**Data records**
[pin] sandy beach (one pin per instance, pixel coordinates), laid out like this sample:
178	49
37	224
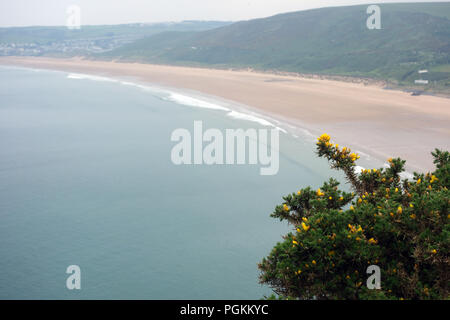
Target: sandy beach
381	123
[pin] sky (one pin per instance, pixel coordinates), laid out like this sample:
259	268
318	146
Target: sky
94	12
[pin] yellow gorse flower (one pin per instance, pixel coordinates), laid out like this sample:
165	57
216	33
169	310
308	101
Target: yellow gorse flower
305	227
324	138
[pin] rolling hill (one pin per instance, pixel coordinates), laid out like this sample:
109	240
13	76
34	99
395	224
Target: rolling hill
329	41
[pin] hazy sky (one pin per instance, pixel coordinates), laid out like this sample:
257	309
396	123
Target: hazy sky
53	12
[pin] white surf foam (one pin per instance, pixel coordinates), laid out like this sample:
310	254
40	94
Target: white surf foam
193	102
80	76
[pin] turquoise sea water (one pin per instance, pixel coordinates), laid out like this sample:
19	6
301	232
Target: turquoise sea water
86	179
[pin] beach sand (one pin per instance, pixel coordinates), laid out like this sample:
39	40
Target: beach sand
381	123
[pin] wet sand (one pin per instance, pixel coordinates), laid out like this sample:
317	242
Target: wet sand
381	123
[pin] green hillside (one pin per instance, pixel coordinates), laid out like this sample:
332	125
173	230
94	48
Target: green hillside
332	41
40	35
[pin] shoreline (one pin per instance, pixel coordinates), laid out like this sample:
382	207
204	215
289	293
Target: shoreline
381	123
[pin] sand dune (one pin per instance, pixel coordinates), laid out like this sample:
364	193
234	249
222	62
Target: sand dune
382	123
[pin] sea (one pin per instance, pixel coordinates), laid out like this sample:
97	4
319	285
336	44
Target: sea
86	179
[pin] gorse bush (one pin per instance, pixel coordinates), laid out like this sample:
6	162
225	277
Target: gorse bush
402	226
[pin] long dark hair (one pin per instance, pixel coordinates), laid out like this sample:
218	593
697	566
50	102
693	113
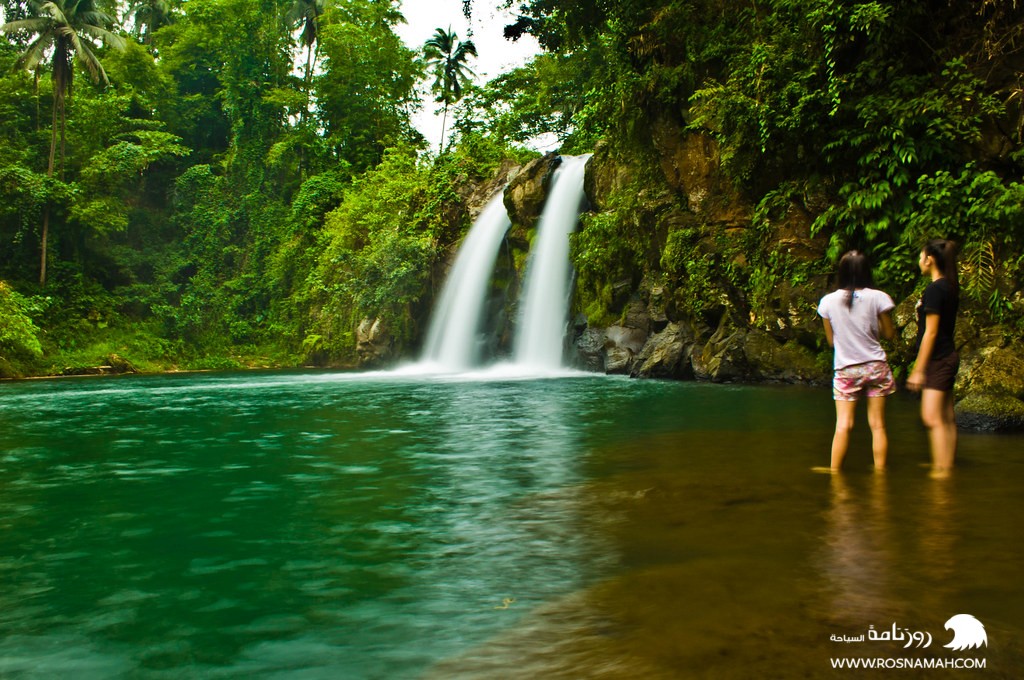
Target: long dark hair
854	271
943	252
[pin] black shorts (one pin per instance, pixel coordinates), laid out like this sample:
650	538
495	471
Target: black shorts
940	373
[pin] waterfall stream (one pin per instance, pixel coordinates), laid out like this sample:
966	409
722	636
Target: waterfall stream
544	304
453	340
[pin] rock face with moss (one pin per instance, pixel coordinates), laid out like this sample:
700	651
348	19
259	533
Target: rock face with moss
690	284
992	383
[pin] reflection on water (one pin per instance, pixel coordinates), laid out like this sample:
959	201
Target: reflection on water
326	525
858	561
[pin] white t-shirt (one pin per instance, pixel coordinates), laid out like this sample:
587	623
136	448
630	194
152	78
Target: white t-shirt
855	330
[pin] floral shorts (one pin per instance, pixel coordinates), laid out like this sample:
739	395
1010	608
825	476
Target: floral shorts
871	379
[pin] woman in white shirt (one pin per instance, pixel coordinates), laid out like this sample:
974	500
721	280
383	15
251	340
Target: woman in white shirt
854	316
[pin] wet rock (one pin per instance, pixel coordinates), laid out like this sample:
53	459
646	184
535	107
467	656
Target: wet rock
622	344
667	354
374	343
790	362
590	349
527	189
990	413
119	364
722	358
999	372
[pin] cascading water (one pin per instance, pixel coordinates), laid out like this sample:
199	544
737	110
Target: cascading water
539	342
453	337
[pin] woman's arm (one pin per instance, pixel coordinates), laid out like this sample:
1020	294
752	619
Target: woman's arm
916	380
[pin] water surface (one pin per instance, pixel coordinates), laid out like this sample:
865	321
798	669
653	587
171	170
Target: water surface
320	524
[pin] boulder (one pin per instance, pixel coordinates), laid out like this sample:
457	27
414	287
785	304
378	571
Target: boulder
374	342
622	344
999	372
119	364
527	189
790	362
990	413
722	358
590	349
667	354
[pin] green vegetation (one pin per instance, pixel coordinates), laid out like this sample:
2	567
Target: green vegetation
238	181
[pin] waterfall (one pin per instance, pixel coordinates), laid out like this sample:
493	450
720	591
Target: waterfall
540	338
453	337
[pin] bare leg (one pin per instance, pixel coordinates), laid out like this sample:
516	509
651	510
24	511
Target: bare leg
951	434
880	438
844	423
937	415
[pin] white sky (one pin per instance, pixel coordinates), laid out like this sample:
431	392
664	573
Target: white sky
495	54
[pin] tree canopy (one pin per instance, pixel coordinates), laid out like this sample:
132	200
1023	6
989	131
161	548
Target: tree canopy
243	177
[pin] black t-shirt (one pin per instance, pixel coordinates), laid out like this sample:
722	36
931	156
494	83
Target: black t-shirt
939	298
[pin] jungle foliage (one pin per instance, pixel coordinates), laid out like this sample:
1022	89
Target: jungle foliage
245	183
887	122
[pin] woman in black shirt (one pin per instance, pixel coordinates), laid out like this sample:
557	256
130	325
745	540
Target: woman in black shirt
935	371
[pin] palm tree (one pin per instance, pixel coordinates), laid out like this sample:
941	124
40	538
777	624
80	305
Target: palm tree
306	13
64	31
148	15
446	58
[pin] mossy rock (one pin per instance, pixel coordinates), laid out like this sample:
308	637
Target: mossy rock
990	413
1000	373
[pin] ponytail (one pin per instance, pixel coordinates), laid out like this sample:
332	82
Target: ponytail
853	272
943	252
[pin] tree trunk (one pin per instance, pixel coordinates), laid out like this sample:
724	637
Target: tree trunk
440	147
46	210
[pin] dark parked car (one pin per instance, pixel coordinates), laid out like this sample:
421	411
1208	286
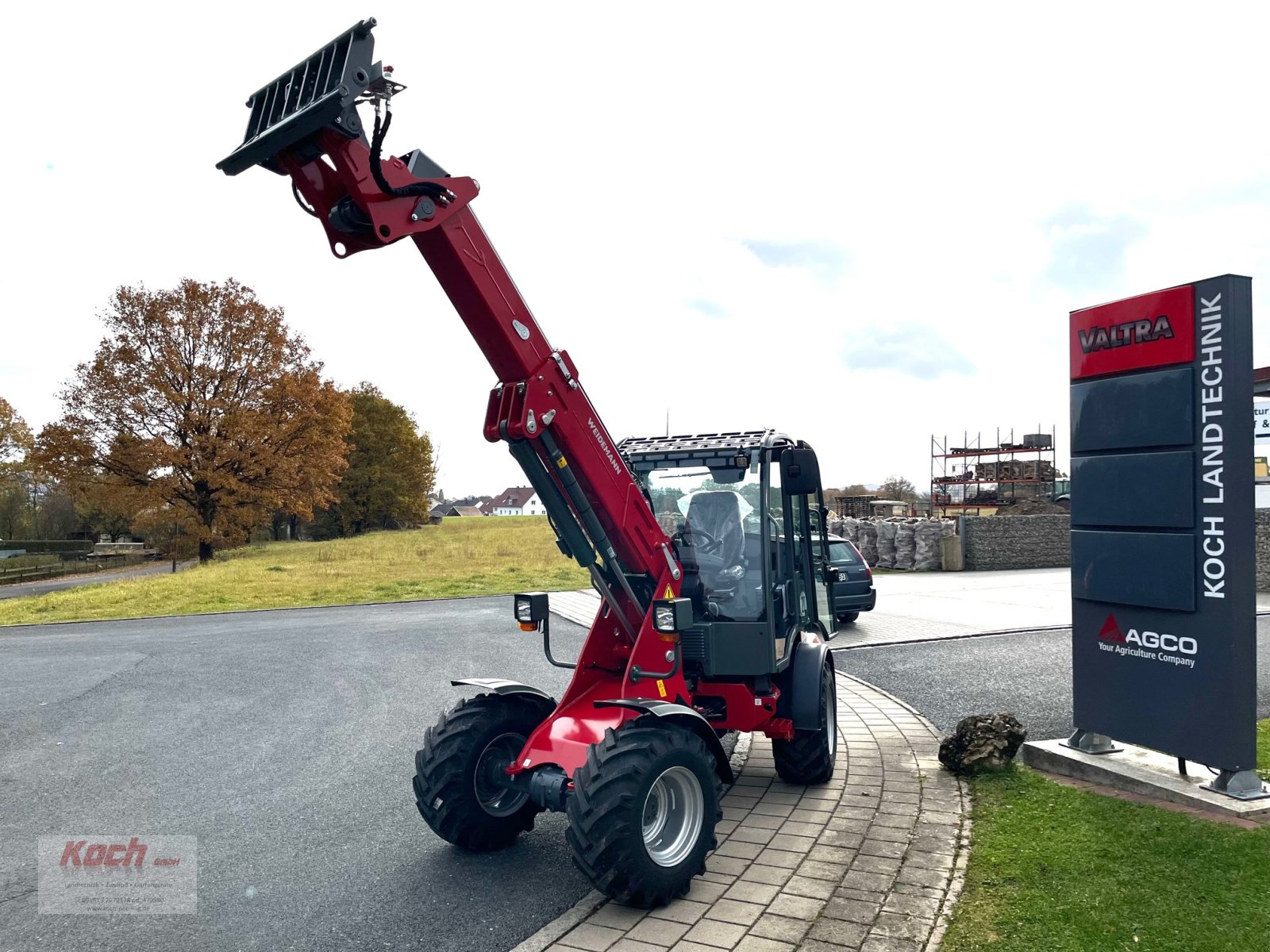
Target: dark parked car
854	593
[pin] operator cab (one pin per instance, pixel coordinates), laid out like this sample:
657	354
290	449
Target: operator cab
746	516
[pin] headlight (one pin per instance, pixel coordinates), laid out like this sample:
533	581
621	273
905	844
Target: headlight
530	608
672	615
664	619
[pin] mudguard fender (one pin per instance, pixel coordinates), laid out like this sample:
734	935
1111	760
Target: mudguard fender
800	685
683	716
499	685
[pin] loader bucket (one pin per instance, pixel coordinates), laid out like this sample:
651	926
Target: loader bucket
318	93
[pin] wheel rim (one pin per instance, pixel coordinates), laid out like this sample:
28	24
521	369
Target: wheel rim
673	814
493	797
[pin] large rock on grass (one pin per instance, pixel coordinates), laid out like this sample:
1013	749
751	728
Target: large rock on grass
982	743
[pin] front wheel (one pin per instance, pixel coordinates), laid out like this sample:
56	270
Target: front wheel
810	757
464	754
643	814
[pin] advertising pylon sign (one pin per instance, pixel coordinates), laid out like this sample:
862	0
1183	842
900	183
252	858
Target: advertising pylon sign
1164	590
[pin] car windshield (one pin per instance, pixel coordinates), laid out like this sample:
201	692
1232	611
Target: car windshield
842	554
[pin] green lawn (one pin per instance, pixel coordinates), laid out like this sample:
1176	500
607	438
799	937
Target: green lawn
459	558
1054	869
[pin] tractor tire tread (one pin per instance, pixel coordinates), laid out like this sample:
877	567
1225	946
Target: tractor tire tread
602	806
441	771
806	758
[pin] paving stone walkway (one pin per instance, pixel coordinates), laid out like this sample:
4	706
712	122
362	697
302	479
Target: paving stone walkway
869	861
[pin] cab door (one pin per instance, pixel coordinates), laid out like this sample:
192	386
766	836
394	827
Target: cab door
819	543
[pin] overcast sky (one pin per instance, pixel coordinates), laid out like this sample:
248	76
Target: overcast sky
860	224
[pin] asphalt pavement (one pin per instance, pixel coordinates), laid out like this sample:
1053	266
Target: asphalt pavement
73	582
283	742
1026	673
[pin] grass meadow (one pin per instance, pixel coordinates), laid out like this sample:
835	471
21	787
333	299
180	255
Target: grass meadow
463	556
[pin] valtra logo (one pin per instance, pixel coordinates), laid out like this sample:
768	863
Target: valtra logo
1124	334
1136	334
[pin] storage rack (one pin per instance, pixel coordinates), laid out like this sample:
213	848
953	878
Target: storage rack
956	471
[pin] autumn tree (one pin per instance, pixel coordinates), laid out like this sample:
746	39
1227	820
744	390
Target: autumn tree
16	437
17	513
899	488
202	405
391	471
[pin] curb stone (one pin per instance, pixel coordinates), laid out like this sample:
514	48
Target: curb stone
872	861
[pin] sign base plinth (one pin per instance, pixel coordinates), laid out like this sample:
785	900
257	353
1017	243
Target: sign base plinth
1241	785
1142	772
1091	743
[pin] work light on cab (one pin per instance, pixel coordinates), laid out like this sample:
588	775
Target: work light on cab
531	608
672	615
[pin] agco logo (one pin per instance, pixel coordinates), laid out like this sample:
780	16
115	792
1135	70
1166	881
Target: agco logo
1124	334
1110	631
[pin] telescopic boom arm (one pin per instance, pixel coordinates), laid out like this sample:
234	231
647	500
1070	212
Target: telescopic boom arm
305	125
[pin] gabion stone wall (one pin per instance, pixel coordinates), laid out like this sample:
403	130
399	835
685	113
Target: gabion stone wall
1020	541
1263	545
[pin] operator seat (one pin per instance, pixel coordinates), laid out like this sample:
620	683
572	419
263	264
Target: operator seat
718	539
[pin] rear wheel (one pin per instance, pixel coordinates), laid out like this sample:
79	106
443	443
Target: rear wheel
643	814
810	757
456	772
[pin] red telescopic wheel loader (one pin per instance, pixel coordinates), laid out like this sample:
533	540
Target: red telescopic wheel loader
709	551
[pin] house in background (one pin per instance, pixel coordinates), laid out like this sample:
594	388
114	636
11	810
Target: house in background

**Instructions to follow**
Copy each line of the listing in which the word "background" can be found.

**Output below**
[pin] house in background (one pin per instance, pixel coordinates), laid out like this sample:
Target: house in background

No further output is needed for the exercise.